What is being asked ▸ Copy every line of the entries that includes the word "post".

--- Records for processing ---

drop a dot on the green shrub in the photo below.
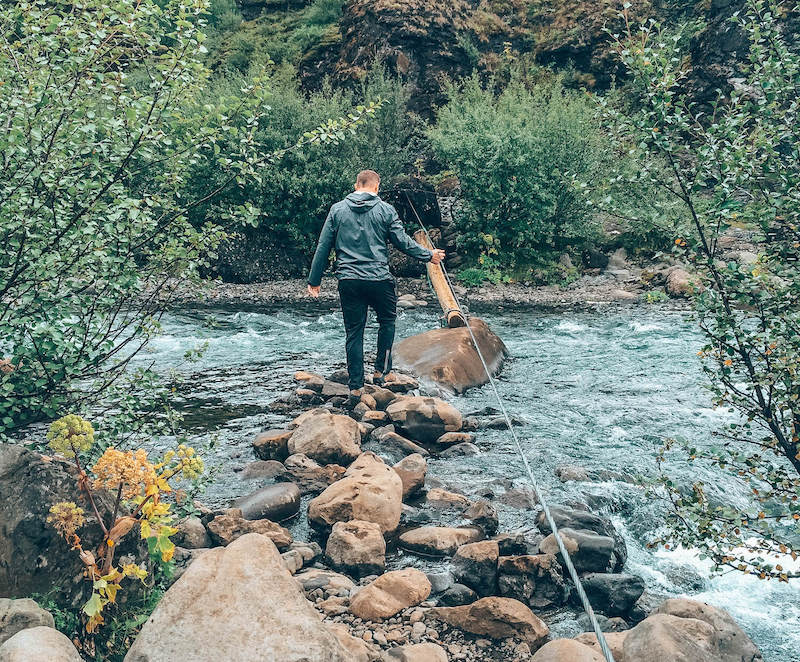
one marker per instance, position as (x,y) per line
(518,157)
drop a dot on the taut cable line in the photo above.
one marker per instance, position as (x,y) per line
(587,607)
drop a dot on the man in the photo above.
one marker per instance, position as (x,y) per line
(359,228)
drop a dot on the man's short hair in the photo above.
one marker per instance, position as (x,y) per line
(367,178)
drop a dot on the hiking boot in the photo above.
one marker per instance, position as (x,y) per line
(379,379)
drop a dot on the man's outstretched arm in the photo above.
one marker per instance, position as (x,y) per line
(401,241)
(320,260)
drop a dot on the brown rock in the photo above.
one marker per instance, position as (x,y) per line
(568,650)
(498,618)
(224,529)
(734,645)
(232,604)
(16,615)
(390,594)
(309,475)
(615,641)
(412,470)
(370,491)
(448,356)
(424,419)
(357,547)
(272,444)
(38,644)
(327,438)
(438,540)
(665,637)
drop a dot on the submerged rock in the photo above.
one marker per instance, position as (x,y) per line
(231,603)
(438,540)
(327,438)
(39,644)
(357,547)
(370,491)
(390,594)
(498,618)
(424,419)
(448,357)
(568,650)
(274,502)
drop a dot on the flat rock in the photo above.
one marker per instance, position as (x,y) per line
(274,502)
(535,579)
(327,438)
(390,593)
(438,540)
(568,650)
(370,490)
(448,357)
(498,618)
(272,444)
(16,615)
(232,602)
(424,419)
(357,547)
(225,529)
(39,644)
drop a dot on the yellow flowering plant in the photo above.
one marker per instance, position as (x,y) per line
(140,487)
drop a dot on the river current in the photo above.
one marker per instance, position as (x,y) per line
(596,389)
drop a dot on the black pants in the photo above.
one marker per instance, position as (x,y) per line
(356,296)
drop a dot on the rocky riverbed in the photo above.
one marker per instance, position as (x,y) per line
(356,593)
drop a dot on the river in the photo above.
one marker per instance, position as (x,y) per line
(598,389)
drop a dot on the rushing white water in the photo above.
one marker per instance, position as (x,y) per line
(600,390)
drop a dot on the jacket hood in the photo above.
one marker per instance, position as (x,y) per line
(361,201)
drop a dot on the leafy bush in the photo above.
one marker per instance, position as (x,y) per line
(736,165)
(291,200)
(518,157)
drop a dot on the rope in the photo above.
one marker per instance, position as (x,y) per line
(601,640)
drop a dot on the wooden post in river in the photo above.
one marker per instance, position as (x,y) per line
(441,287)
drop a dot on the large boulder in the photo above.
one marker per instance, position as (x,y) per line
(390,593)
(475,564)
(327,438)
(588,551)
(733,644)
(535,579)
(33,557)
(665,637)
(39,644)
(448,358)
(232,604)
(498,618)
(567,650)
(424,419)
(16,615)
(612,595)
(370,491)
(438,540)
(357,547)
(274,502)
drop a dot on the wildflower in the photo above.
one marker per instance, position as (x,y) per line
(66,518)
(70,434)
(130,470)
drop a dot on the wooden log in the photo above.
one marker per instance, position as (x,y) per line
(447,300)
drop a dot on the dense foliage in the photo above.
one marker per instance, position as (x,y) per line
(101,129)
(519,157)
(737,164)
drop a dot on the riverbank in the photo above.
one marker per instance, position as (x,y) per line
(589,291)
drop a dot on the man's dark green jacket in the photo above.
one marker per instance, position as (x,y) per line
(359,228)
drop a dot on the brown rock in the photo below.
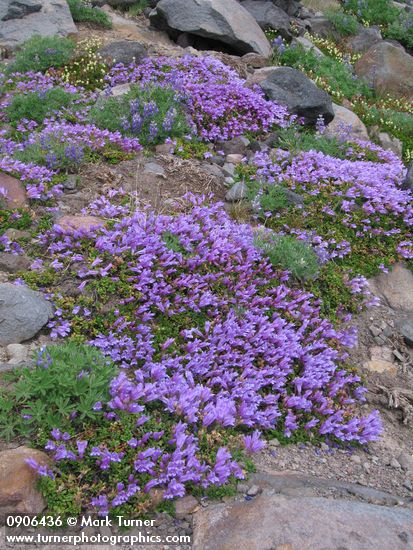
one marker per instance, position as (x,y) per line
(380,366)
(395,287)
(16,193)
(258,76)
(18,492)
(388,69)
(309,523)
(382,353)
(77,223)
(255,60)
(186,506)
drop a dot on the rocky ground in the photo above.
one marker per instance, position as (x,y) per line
(302,496)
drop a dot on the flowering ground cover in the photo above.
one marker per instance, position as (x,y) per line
(212,344)
(216,345)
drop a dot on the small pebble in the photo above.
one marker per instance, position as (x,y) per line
(394,464)
(253,491)
(407,484)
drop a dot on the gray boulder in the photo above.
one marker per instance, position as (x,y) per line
(123,51)
(291,7)
(23,313)
(16,9)
(301,523)
(222,23)
(299,94)
(269,16)
(21,19)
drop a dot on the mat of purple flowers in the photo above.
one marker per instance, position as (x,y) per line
(205,331)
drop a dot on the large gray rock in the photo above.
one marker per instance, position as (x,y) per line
(21,19)
(19,493)
(296,91)
(302,523)
(123,51)
(388,69)
(269,16)
(222,22)
(23,313)
(291,7)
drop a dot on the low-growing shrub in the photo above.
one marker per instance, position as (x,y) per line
(373,12)
(334,76)
(402,30)
(289,253)
(82,12)
(297,139)
(38,105)
(58,392)
(64,147)
(345,23)
(214,342)
(152,114)
(39,53)
(87,68)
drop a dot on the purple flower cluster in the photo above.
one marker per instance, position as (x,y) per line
(38,178)
(262,357)
(83,135)
(354,185)
(220,105)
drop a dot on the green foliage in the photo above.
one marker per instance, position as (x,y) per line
(289,253)
(87,68)
(330,74)
(39,53)
(84,13)
(373,12)
(59,391)
(52,152)
(36,106)
(346,24)
(402,30)
(389,118)
(151,105)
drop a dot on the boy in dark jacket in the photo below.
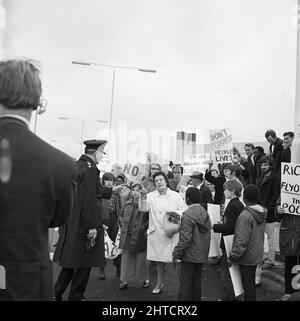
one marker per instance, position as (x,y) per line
(193,246)
(248,243)
(232,191)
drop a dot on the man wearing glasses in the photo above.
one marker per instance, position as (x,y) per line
(148,181)
(81,240)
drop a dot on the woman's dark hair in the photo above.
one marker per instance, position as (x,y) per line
(269,160)
(193,195)
(20,84)
(290,134)
(108,176)
(161,174)
(140,186)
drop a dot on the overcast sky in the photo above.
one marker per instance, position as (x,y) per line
(220,64)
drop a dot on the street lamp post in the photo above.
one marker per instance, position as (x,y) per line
(83,63)
(82,125)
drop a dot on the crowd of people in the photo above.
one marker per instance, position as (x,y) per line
(157,224)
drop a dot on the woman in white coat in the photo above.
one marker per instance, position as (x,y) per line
(161,202)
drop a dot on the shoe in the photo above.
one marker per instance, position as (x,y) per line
(157,291)
(123,285)
(286,297)
(146,284)
(267,266)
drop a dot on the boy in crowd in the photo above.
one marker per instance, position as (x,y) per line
(232,192)
(248,243)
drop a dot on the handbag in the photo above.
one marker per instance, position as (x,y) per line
(169,227)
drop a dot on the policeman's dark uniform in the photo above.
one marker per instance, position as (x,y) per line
(71,251)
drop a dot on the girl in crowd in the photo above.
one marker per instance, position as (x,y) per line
(134,224)
(161,204)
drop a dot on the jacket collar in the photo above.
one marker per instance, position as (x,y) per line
(234,199)
(268,178)
(15,119)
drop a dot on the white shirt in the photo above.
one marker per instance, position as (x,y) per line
(158,205)
(23,119)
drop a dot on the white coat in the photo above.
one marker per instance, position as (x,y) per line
(159,246)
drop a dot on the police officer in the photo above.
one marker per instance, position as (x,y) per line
(81,241)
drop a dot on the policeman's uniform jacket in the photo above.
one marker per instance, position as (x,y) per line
(71,251)
(37,196)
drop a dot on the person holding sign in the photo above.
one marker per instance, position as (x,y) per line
(289,239)
(198,182)
(162,205)
(133,241)
(232,192)
(193,246)
(174,182)
(36,186)
(111,216)
(289,243)
(269,185)
(248,242)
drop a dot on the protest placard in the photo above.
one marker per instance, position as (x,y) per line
(221,145)
(135,172)
(2,277)
(213,211)
(234,269)
(290,188)
(195,162)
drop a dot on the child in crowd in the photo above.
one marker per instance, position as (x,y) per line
(193,246)
(133,241)
(248,243)
(232,191)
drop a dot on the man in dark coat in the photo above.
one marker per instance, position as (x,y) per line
(36,191)
(269,185)
(198,182)
(276,149)
(288,138)
(251,165)
(75,250)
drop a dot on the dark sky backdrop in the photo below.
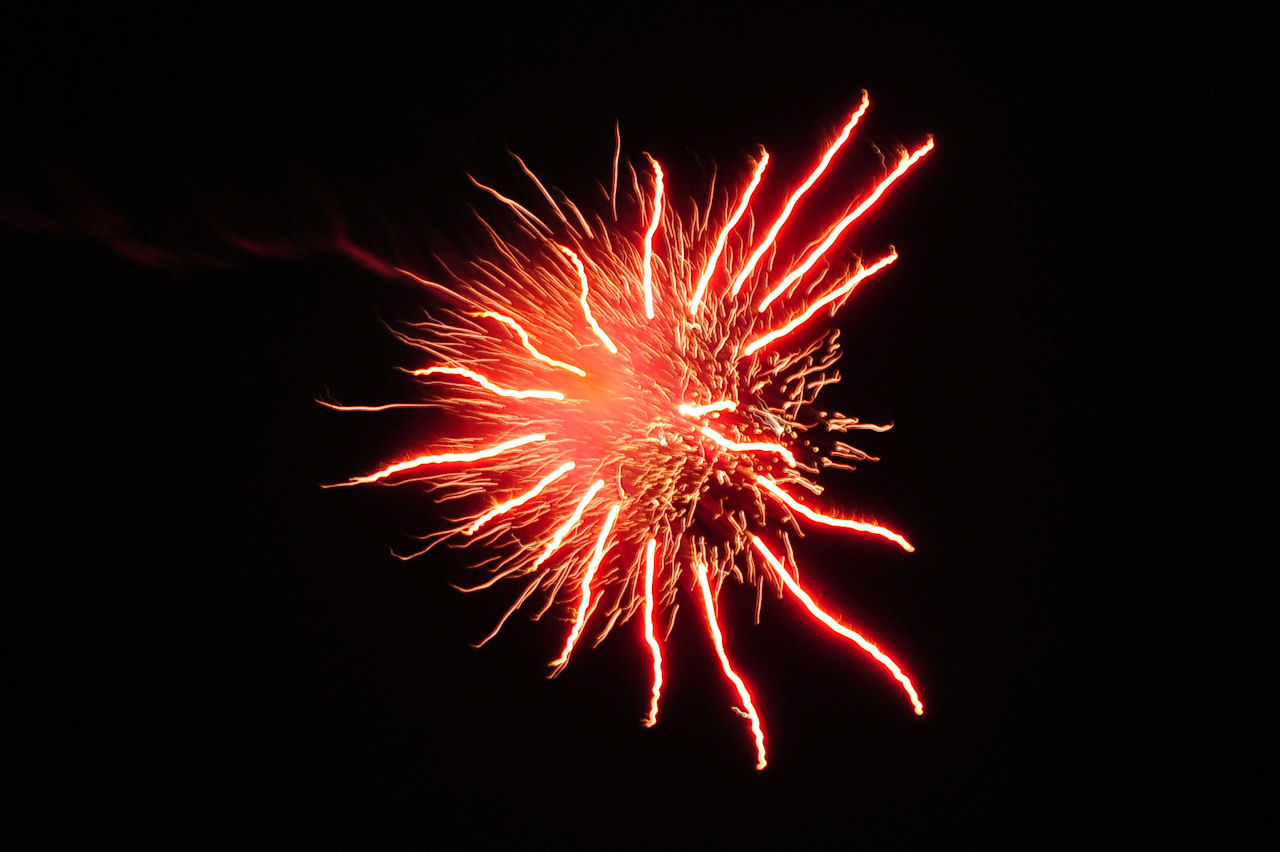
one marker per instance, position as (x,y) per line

---

Output ▸
drop a dot on the wooden post in river in the photo above.
drop a dot on the street lamp post in the photo above.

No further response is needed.